Provo schifo per i maglioni della Benetton e per tutta la roba con quel marchio. Uno schifo antico che risale ai tempi in cui una tragica scena di morte per Aids diventò la scusa per vendere maglioni.
E gesùcristi, madonne, suore, poveri e anoressiche, mercificati dalla speculazione Benetton. Il bacio in bocca del Papa con l'imam, srotolato davanti a San Pietro, è solo l'ultima schifosa provocazione pubblicitaria di questo marchio (d'infamia). Per non dire del retrobottega della multinazionale: dove produce, come, con chi e come si allarga. Meglio non parlarne, dicono, si fa loro pubblicità, è quel che vogliono.
Ma il disprezzo etico e merceologico supera ogni calcolo. Non invito al boicottaggio, non credo a queste militanze, esprimo solo un'avversione a pelle per tutti i suoi prodotti, che spero largamente condivisa. Dopo queste campagne, il ribrezzo che suscita il loro marchio è naturale, spontaneo. Sento che quei maglioni puzzano di sciacallo, non sono lana di pecore tosate ma peli di iene e piume di avvoltoi.
Li trovo perciò repellenti, urticanti sul corpo, ripugnanti per l'anima. Qual è la ragione di tanto disprezzo? L'uso del dolore, della morte, della malattia, della fede, della speranza e della disperazione per vendere un volgarissimo maglione. L'umanità diventa strumentale alla merce. Ci sono nel commercio tanti abusi in questo senso; ma Benetton li rende espliciti e brutali anche se li traveste di messaggi ideologici finto-amorevoli. Questa è barbarie in pieno centro. Che se li porti il diavolo, pubblicitari inclusi.

** Consegne **
A. Elenca tutte le cose che, secondo il brano, vengono usate per vendere un maglione.
B. Riporta dal brano tutto il testo che va da "Ma il disprezzo" fino a "piume di avvoltoi.".

** Record forniti **
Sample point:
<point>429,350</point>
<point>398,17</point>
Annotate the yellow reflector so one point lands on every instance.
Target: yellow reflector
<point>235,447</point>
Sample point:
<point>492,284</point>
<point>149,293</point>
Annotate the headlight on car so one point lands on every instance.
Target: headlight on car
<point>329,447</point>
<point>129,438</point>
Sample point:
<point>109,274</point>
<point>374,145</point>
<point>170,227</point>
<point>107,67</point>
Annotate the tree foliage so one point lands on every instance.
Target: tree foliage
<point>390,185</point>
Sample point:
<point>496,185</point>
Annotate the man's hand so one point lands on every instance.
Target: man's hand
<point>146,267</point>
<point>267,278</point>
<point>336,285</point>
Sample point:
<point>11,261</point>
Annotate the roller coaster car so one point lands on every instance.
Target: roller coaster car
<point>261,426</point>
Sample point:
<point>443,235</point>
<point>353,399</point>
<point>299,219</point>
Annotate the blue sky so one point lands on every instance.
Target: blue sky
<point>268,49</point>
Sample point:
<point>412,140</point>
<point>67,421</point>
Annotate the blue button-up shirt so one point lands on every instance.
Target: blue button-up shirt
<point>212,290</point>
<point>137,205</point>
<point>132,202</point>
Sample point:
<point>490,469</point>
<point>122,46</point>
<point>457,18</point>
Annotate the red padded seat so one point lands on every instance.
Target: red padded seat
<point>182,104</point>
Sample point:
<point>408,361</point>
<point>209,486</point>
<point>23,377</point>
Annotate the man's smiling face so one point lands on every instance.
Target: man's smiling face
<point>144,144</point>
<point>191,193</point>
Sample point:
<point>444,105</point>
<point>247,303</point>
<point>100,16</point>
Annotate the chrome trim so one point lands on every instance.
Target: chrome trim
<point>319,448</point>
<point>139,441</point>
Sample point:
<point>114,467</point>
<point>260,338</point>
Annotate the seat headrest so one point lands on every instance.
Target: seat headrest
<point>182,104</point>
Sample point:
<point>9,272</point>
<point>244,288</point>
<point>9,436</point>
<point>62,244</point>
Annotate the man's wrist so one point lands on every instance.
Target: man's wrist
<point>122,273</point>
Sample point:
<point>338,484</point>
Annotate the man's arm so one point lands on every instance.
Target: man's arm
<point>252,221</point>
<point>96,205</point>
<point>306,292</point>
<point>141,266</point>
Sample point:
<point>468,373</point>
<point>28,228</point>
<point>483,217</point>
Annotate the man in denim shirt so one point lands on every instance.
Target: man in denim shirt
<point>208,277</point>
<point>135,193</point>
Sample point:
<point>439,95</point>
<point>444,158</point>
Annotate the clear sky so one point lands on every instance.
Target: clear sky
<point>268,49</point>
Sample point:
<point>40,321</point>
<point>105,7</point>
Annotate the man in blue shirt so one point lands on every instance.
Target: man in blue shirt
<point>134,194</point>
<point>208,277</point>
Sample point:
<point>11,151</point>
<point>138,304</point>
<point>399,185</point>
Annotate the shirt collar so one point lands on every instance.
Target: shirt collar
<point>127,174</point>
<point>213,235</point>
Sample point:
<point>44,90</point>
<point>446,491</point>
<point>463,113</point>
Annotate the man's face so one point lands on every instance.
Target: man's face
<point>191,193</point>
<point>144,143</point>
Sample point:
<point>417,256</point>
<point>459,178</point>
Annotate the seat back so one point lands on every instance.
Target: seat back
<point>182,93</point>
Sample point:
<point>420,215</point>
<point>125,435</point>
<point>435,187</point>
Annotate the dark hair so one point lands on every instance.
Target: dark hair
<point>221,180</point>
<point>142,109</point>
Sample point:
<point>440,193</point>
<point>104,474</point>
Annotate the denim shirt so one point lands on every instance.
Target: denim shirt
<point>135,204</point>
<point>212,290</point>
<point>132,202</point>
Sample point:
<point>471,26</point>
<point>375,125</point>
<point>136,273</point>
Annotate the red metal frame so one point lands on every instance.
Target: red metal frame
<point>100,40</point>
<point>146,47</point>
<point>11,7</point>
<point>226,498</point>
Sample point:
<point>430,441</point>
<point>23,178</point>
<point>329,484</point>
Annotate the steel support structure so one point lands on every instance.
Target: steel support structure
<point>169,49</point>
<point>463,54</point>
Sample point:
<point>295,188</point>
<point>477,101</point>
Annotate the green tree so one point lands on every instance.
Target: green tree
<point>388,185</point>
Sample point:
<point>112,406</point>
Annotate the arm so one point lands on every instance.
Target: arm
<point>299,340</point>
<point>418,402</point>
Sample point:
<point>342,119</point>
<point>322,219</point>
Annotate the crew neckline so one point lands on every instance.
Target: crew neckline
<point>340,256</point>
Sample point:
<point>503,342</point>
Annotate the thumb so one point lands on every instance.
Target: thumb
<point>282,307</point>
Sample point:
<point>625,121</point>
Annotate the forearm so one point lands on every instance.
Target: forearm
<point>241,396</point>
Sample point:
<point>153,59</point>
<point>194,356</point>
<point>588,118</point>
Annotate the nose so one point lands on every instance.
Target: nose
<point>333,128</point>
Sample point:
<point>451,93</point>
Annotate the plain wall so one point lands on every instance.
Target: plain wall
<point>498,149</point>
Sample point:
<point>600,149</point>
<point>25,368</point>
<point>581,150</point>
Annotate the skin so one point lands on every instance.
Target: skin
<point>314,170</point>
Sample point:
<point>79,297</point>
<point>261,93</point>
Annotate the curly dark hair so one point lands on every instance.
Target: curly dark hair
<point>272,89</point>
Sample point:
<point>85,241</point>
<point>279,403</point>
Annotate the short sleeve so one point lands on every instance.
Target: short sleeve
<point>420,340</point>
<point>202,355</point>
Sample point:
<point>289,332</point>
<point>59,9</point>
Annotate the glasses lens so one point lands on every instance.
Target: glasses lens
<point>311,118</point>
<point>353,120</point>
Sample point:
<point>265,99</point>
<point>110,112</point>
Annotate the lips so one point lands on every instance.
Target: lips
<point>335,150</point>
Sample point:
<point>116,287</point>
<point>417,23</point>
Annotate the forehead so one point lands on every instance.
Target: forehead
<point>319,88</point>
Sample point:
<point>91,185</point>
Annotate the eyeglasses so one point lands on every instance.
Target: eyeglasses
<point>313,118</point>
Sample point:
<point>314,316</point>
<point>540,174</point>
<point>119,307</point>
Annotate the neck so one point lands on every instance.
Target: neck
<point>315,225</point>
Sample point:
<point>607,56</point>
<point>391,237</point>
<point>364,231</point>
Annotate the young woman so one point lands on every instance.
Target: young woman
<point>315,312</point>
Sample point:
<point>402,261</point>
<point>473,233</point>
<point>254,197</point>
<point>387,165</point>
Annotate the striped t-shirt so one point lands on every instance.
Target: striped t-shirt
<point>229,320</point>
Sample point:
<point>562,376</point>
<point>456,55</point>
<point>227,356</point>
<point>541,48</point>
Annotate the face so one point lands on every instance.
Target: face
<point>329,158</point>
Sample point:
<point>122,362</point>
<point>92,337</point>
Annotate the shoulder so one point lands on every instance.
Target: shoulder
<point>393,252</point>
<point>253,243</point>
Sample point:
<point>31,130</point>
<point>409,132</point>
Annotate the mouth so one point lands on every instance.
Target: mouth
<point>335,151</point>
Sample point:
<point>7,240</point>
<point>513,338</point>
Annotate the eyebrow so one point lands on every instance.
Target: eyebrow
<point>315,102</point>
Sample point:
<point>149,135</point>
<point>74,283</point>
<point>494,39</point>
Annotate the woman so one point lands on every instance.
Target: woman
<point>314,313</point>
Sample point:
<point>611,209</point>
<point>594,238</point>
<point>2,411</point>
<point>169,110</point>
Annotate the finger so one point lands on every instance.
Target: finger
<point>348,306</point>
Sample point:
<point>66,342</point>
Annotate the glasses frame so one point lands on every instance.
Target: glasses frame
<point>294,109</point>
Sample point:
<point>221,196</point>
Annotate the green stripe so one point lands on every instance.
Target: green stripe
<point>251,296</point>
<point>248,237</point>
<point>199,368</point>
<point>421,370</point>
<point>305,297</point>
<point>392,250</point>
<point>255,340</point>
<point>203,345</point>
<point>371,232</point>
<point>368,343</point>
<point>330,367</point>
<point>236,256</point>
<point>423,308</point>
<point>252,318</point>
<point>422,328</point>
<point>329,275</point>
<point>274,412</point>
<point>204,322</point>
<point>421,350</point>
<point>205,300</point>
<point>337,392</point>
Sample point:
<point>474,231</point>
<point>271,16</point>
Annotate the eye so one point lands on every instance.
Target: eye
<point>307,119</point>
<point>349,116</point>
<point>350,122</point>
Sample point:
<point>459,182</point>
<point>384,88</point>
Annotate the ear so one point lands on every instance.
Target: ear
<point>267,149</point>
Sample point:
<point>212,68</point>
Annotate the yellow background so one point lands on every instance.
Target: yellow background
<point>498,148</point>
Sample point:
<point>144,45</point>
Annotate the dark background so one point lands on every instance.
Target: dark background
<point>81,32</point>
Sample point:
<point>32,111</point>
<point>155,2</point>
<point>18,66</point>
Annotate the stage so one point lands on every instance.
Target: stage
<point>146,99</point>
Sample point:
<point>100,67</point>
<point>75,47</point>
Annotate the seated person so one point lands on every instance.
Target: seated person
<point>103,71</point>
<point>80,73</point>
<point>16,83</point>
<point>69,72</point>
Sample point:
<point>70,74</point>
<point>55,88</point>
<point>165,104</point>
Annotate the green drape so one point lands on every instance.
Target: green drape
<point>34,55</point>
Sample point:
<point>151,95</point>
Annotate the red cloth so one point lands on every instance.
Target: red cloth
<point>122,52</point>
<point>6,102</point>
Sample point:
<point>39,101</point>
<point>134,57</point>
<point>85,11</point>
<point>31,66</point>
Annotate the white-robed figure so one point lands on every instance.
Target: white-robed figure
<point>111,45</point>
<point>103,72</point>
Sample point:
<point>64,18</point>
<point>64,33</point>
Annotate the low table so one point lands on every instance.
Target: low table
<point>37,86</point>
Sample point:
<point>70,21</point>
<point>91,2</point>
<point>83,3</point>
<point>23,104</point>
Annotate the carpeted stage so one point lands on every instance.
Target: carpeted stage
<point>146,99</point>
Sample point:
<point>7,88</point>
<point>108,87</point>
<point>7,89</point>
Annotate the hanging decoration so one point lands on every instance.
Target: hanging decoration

** Soluzioni per compito **
A.
il dolore
la morte
la malattia
la fede
la speranza
la disperazione

B.
Ma il disprezzo etico e merceologico supera ogni calcolo. Non invito al boicottaggio, non credo a queste militanze, esprimo solo un'avversione a pelle per tutti i suoi prodotti, che spero largamente condivisa. Dopo queste campagne, il ribrezzo che suscita il loro marchio è naturale, spontaneo. Sento che quei maglioni puzzano di sciacallo, non sono lana di pecore tosate ma peli di iene e piume di avvoltoi.